## TO-DO LIST
• a. According to the passage on dharma, for whom did Krishna intend the Gita?
• b. Retype every one of the dataset entries below precisely as they appear, and leave the pictures out of your copy.

## QUOTED PASSAGE
◇ ◇ ◇ ◇ ◇ ◇ ◇
Dharma Vahini
2
Divine Versus Worldly Dharma

Contents 
Dharma cannot be restricted to any particular society or nation, for it is closely bound with the fortunes of the entire living world. It is a flame of light that can never be extinguished. It is untrammelled in its beneficent action. Krishna taught the Gita to Arjuna, but He intended it for the whole of humanity. Arjuna was just an excuse.
That very Gita is today correcting all mankind. It is not for any particular caste, religion, or nation; it is the very breath for humans everywhere.
Dharma expresses itself in a variety of forms. Sometimes, it is known by the people who codified it, like Manu-dharma, sometimes by the group that followed it, like caste-dharma, sometimes by the stage of life to which it is applied, like householder-dharma, and so forth. But these are subsidiary practical details and not the fundamental norm. The Atma-dharma, the divine dharma, is what I am speaking of.
Practical dharma, or rules of good behaviour (achara-dharma), relates to temporary matters and problems and physical needs, to one’s passing relationships with the objective world. The very instrument of those rules, the human body, is itself not permanent, so how then can these dharma be eternal? How can their nature be described as true? The Eternal cannot be expressed by the evanescent; truth cannot reveal itself in untruth; light cannot be procured from darkness. The Eternal can emerge only from the Eternal; truth can emanate only from truth. Therefore, the objective codes of dharma relating to worldly activities and daily life, though important in their own sphere, have to be followed with the full knowledge and consciousness of the inner basic Atma-dharma. Then only can the internal and external urges cooperate and yield the bliss of harmonious progress.
If, in your daily avocations, you translate the real values of eternal dharma into love-filled acts, then your duty to the inner reality, the Atma-dharma, is also fulfilled. Always build your living on the Atmic base; then, your progress is assured.
See the stone as God
Making God into stone, that is the effort being made today! How can such effort lead to truth when the real task is to see the stone as God? First, the form of the Godhead has to be meditated upon and imprinted on the consciousness; then, that form has to be conceived within the stone and the stone forgotten in the process, until the stone is transformed into God. In the same way, you have to imprint on your consciousness the basic dharma, the fundamental fact of Atma as the only entity; then, filled with that faith and vision, you have to deal with the manifold world of objects, its attractions and impingements. The ideal can be realized only thus. If this is done, there is no danger of the authentic meaning getting diluted or of Atma-dharma losing its lustre.
◇ ◇ ◇ ◇ ◇ ◇ ◇
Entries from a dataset

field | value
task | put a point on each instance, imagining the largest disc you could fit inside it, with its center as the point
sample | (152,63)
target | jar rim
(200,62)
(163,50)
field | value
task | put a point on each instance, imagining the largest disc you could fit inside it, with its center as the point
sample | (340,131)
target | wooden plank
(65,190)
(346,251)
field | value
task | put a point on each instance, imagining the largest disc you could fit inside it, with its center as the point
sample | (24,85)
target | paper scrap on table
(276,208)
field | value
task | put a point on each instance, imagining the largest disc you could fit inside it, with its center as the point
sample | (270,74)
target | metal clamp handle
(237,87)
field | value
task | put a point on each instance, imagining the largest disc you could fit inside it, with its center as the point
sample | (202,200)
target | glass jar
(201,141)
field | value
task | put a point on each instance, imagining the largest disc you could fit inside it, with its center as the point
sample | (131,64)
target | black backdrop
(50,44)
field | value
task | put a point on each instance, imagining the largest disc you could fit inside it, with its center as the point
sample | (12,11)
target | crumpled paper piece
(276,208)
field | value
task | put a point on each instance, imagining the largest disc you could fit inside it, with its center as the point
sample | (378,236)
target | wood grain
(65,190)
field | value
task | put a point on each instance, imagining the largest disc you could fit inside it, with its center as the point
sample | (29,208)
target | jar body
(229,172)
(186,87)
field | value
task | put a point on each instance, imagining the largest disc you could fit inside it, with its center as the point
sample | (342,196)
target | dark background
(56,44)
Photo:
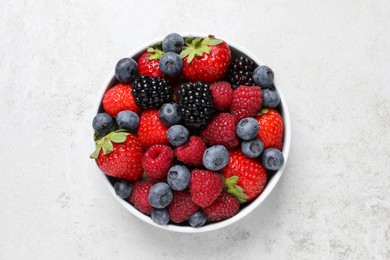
◇ ◇ ◇ ◇ ◇ ◇ ◇
## TASK SOLUTIONS
• a. He intended it for the whole of humanity.

• b.
field | value
task | put a point on each instance, imagining the largest disc you could fit inside it, with its center as the point
sample | (152,63)
target | jar rim
(200,62)
(163,50)
field | value
task | put a point on each instance, imagining the largest disc you could fit inside it, with its center as the point
sample | (340,131)
target | wooden plank
(65,190)
(346,251)
field | value
task | put a point on each instance, imagining the largest disc you could fit inside it, with its center as the point
sample | (24,85)
target | paper scrap on table
(276,208)
field | value
task | put a point on each instance, imagining the largest disc you could fit inside it, with its center as the point
sample | (270,74)
target | metal clamp handle
(237,87)
field | value
task | put a point on each instance, imagining the largest disc you could fit inside it, with its center as the point
sample | (202,200)
target | glass jar
(201,141)
field | value
task | put a point on each instance, imagining the largest disc you could fit inside it, with its center as the point
sample | (131,64)
target | black backdrop
(50,44)
field | value
task | put a point on each instance, imagining the largest disc you could fit inside it, with its center as the point
sample | (12,11)
target | crumpled paper piece
(276,208)
field | value
task | put a point on each instance, imagining the largest disc you could fit inside it, with its center as the point
sample | (378,236)
target | wood grain
(65,190)
field | value
task | put a point on each instance, imagining the largest disc you could fit inside it, with its center as the point
sample | (29,208)
target | jar body
(229,172)
(186,87)
field | value
task | put a point on each instance, imagining the largest disc you could fit inside it, with its center as the point
sample | (342,196)
target | dark background
(56,44)
Photo:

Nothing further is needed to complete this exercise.